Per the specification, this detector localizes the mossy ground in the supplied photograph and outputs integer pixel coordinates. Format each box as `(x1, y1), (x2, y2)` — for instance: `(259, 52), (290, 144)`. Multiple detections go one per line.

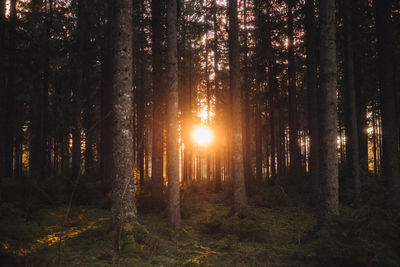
(0, 188), (315, 266)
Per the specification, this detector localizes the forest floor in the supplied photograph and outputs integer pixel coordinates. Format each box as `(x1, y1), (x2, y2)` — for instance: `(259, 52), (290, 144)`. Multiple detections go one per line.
(2, 185), (315, 266)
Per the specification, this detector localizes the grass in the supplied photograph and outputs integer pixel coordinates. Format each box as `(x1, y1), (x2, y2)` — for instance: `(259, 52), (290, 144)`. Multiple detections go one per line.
(0, 188), (315, 266)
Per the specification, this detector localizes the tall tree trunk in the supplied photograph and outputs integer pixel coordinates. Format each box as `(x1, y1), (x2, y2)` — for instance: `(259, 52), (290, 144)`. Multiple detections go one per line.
(351, 0), (368, 174)
(167, 0), (181, 229)
(228, 0), (247, 214)
(72, 0), (87, 180)
(375, 0), (400, 200)
(134, 1), (146, 185)
(0, 1), (7, 179)
(100, 0), (113, 186)
(287, 0), (301, 182)
(242, 0), (253, 185)
(4, 0), (17, 177)
(213, 0), (222, 192)
(151, 0), (164, 206)
(344, 0), (360, 203)
(305, 0), (320, 204)
(40, 0), (53, 178)
(111, 0), (137, 243)
(319, 0), (339, 224)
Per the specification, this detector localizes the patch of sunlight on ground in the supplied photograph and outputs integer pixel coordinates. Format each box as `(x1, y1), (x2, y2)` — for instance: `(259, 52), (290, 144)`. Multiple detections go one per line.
(2, 218), (110, 256)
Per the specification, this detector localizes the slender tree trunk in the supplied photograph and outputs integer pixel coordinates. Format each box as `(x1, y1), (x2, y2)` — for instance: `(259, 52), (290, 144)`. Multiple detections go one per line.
(228, 0), (247, 214)
(100, 0), (113, 186)
(213, 0), (222, 192)
(267, 55), (278, 183)
(0, 1), (7, 179)
(305, 0), (320, 204)
(287, 0), (301, 182)
(3, 0), (17, 177)
(351, 0), (371, 174)
(111, 0), (137, 243)
(344, 0), (360, 203)
(167, 0), (181, 229)
(72, 0), (87, 180)
(319, 0), (339, 224)
(375, 0), (400, 200)
(151, 0), (164, 206)
(136, 1), (146, 185)
(242, 0), (254, 184)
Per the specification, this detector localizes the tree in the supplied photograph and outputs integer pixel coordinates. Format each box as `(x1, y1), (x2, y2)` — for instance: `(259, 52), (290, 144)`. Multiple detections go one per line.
(228, 0), (247, 214)
(151, 0), (164, 206)
(375, 0), (400, 202)
(344, 0), (360, 203)
(167, 0), (181, 229)
(100, 0), (114, 189)
(111, 0), (137, 243)
(0, 1), (7, 178)
(72, 0), (88, 177)
(287, 0), (301, 180)
(319, 0), (339, 223)
(305, 0), (319, 204)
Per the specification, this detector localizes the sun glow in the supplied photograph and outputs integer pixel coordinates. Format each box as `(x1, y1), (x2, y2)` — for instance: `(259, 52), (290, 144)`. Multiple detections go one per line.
(193, 127), (213, 145)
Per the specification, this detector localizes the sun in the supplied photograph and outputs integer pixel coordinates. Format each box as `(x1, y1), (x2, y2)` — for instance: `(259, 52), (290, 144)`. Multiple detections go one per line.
(193, 127), (213, 145)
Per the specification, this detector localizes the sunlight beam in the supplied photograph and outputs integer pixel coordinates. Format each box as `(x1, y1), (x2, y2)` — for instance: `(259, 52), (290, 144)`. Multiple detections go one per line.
(193, 127), (213, 145)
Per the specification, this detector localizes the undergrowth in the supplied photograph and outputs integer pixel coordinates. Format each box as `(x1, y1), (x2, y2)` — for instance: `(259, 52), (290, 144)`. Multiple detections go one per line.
(0, 178), (400, 266)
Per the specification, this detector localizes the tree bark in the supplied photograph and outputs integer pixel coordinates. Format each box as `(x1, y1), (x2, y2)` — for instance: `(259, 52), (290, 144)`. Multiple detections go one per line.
(305, 0), (320, 204)
(287, 0), (301, 182)
(3, 0), (17, 177)
(151, 0), (164, 206)
(111, 0), (137, 236)
(213, 0), (223, 192)
(375, 0), (400, 200)
(100, 0), (113, 187)
(344, 0), (360, 203)
(0, 1), (7, 179)
(319, 0), (339, 224)
(167, 0), (181, 229)
(228, 0), (247, 214)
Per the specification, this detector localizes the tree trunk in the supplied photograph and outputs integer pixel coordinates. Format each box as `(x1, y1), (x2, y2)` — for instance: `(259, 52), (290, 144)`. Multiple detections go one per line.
(3, 0), (17, 177)
(305, 0), (320, 204)
(319, 0), (339, 224)
(100, 0), (113, 187)
(151, 0), (164, 206)
(344, 0), (360, 203)
(242, 0), (254, 185)
(375, 0), (400, 201)
(228, 0), (247, 214)
(134, 1), (146, 186)
(0, 1), (7, 179)
(287, 0), (301, 182)
(213, 0), (223, 192)
(351, 0), (371, 174)
(167, 0), (181, 229)
(111, 0), (137, 239)
(72, 0), (87, 180)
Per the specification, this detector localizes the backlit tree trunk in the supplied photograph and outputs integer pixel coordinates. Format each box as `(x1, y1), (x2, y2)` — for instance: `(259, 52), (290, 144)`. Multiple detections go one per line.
(0, 1), (7, 179)
(305, 0), (320, 204)
(345, 0), (360, 203)
(375, 0), (400, 200)
(228, 0), (247, 214)
(111, 0), (137, 237)
(167, 0), (181, 229)
(287, 0), (301, 182)
(151, 0), (164, 206)
(319, 0), (339, 223)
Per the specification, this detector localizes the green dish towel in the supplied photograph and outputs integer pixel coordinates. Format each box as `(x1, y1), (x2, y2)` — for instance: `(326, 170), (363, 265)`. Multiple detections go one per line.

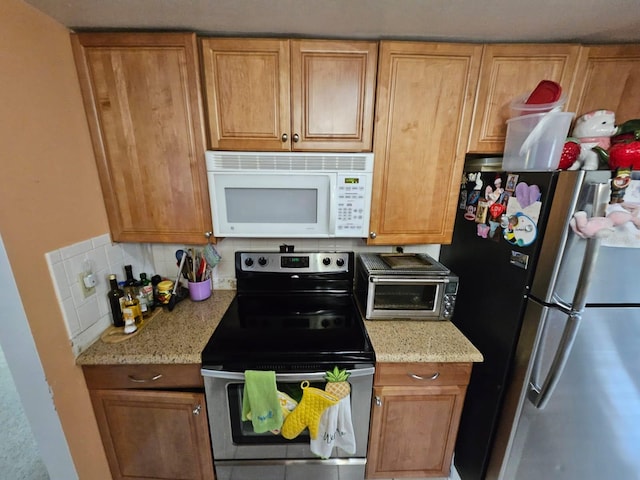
(242, 370), (283, 433)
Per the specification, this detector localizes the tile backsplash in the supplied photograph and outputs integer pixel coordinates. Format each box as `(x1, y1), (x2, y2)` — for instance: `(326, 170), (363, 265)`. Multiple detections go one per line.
(45, 233), (155, 355)
(45, 233), (440, 355)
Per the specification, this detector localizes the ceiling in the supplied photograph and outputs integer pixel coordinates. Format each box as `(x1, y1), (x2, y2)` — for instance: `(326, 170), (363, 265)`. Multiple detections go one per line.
(25, 0), (640, 43)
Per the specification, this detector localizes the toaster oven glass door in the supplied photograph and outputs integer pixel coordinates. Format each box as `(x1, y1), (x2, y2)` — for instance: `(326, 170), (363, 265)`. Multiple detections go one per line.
(368, 278), (444, 319)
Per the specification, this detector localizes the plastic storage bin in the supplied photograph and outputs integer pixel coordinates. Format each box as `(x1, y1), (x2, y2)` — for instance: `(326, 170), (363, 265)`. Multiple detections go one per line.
(502, 112), (575, 171)
(509, 92), (567, 117)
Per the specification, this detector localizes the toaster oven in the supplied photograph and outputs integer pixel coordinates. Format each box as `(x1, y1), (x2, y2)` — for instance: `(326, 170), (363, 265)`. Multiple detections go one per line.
(355, 253), (458, 320)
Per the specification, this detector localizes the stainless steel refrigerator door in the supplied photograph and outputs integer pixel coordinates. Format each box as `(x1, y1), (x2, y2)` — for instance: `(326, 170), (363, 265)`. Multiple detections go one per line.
(487, 302), (640, 480)
(531, 171), (640, 308)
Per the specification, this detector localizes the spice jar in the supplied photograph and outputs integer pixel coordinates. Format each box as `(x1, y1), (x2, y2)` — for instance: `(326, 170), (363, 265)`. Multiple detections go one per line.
(156, 280), (173, 305)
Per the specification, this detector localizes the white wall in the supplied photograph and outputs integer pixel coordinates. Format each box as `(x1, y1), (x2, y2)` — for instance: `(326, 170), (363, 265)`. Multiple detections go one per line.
(0, 236), (78, 480)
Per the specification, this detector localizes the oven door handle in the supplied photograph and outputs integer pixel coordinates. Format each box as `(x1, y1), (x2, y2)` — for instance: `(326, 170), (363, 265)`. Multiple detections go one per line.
(200, 367), (376, 382)
(369, 277), (450, 285)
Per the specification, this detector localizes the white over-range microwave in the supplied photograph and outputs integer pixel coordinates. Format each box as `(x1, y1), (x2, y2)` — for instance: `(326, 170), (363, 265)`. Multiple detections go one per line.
(206, 151), (373, 238)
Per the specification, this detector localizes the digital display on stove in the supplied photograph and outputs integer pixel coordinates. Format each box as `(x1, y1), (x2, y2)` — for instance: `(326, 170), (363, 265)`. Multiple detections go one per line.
(280, 255), (309, 268)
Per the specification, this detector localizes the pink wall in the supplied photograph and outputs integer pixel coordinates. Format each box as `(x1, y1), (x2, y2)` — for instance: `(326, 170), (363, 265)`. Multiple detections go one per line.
(0, 0), (111, 480)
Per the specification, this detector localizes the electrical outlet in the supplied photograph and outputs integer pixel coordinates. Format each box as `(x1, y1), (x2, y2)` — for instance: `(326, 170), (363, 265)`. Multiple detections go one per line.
(78, 272), (97, 298)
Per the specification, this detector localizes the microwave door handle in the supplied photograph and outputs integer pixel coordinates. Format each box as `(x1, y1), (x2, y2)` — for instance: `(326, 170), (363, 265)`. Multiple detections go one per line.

- _Exercise_:
Express the lines from the one containing "Per the specification, this detector localizes the plastic" through the one containing "(509, 92), (567, 117)" as a JSON list of strings, one string per line, omitting any blank lines.

- _The result_:
[
  "Per the specification, this detector localizes the plastic storage bin in the supplied photograph and outputs integer pixel coordinates. Format each box as `(x1, y1), (x2, y2)` — for instance: `(326, 170), (363, 265)`. Multiple detections go one per line.",
  "(502, 112), (575, 171)",
  "(509, 92), (567, 117)"
]